┌─ ROWS

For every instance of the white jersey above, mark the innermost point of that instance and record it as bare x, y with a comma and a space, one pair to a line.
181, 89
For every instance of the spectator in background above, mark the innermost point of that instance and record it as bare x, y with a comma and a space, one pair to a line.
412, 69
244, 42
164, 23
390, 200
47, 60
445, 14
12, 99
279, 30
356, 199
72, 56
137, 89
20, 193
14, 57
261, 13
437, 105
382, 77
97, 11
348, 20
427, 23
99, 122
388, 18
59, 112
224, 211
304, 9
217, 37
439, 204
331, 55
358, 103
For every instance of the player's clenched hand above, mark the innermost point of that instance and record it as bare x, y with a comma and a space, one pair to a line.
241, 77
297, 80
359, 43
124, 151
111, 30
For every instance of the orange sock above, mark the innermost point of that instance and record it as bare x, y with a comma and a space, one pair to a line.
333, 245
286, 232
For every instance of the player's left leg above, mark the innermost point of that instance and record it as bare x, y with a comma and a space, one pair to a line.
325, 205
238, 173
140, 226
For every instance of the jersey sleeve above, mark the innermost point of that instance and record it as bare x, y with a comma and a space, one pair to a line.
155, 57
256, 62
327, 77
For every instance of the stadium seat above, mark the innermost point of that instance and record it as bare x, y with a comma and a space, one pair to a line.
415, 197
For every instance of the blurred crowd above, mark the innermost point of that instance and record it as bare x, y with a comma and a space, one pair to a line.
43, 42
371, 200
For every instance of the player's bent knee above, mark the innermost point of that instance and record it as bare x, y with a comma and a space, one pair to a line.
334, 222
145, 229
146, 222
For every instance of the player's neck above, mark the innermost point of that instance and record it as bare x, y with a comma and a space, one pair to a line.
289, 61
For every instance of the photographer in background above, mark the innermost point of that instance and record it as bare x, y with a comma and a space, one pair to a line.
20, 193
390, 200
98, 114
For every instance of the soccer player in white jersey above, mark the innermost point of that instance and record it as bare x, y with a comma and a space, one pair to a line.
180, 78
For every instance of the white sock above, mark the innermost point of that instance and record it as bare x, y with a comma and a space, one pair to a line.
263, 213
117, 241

└─

GOAL>
Return all of the items above unchanged, line for line.

REPLY>
For every instance of the white jersey above, mark the innermost point of that instance and record it as bare x, y with a comma and a space, one pair to a line.
181, 89
For every instance of the spectator in background above, mark the innermost point of that instance and record it as bare x, y with a comma and a space, one pair to a line.
412, 69
244, 42
164, 23
390, 200
47, 60
445, 14
12, 99
279, 30
356, 199
72, 56
137, 89
20, 193
14, 57
261, 13
437, 105
382, 77
97, 11
348, 20
427, 23
99, 122
388, 18
59, 112
224, 211
304, 9
217, 37
439, 204
331, 55
358, 103
For every instance of the player's clenched hand above, mark the innermost point of that instance and record it as bare x, y with a comma and a space, one pair to a line.
241, 77
297, 80
359, 43
124, 151
111, 30
For every instance of the orange sock above, mark the innermost point of that instance and record it as bare x, y with a comma and a space, one pair to a line.
333, 245
286, 232
For every instance of the player's left leg above, mark the innermost point of that instance and record it as bare x, y with a comma and a space, one pair to a line.
325, 205
238, 173
140, 226
For every instance of the jersey sleeve above, mark the innermost point of that instance and record it as bare x, y with a comma and a space, one pair to a line.
155, 57
256, 62
327, 77
For every instance of the stadium seat above, mark the innermost point of that instance and record it as bare x, y with a comma and a space, one pair to a line.
415, 197
For every instance of the blurred crowd above, mark the innermost point of that instance and record it as bare x, y with a comma and a space, one pair to a line.
43, 42
371, 200
For every instance of the player's bent knee above, mark the innermost point of that instance and record it as bare x, y with a comma and a space, one pair to a line.
334, 222
145, 229
146, 222
For every instance of the player's neck above, mark the innermost point of that instance and record it as bare x, y with a comma and a space, one pair to a line.
289, 61
For every instance of the photographer in background above, mark the innermost point of that instance and record it as bare x, y with a comma and a space, one pair to a line.
20, 193
390, 200
98, 114
For every instance of the soccer player in white jersey above, mark the innermost point of that instance and record it as bare x, y with a comma and a space, one pair to a line.
180, 78
For every instance of the white sock above, mark the innermost point of that instance and record it as bare x, y with a comma and a space, one pair to a line.
263, 213
117, 241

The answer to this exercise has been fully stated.